Material provided |
────────────────
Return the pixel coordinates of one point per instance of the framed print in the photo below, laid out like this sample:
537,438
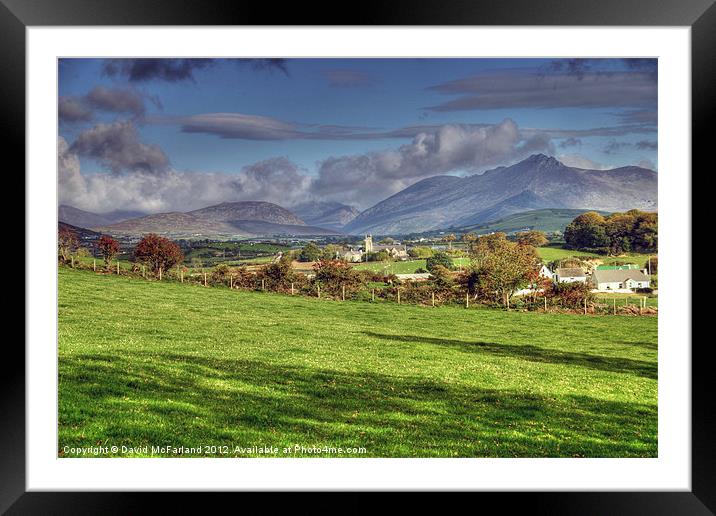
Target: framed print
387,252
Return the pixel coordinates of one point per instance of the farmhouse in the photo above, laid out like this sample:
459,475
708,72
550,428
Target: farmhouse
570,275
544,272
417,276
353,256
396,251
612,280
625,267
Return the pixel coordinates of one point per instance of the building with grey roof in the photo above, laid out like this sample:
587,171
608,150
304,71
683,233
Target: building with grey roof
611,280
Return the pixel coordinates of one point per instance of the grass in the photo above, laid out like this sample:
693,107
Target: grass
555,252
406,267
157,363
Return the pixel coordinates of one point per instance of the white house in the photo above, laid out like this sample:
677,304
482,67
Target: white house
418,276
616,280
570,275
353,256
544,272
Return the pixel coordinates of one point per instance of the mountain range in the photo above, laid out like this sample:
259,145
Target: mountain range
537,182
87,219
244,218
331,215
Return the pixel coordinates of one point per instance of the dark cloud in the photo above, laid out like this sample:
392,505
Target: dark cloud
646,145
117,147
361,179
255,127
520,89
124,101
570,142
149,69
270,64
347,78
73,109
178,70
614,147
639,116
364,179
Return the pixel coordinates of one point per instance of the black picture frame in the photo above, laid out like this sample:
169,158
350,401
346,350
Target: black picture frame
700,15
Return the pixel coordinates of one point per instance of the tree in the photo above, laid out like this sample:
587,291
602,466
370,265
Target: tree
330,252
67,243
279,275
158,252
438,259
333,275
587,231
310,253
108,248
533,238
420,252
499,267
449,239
────────────────
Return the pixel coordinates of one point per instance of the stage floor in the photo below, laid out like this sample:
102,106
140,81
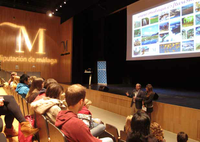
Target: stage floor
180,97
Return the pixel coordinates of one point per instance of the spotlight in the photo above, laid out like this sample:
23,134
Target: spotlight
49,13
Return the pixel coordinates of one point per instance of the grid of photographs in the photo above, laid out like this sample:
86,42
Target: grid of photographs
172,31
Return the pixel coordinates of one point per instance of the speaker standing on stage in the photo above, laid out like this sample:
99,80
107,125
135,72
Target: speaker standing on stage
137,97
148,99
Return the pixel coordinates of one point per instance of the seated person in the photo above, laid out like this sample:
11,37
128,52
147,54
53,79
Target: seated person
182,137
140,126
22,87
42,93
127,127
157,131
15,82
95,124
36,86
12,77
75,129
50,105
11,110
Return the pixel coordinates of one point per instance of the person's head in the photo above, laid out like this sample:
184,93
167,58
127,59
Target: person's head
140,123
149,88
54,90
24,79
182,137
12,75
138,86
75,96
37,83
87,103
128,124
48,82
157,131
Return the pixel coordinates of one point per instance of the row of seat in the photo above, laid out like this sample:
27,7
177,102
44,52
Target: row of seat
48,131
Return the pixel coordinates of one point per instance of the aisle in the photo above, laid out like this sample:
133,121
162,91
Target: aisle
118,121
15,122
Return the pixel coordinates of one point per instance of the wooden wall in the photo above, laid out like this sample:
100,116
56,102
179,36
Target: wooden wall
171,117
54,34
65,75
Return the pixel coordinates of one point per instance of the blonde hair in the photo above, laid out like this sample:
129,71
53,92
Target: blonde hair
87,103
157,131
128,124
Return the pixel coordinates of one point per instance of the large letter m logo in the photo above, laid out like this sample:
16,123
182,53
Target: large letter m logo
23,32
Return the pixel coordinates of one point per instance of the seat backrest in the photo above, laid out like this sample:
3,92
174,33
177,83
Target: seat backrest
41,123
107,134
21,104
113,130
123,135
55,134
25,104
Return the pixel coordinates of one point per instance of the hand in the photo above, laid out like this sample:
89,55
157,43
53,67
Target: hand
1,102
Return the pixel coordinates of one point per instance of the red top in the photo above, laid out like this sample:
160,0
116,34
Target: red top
────────────────
Written task | How many lines of the records above contain the string "photographs", counting only matches with the same capitalization? Give the number alone.

Solution for this exercise | 2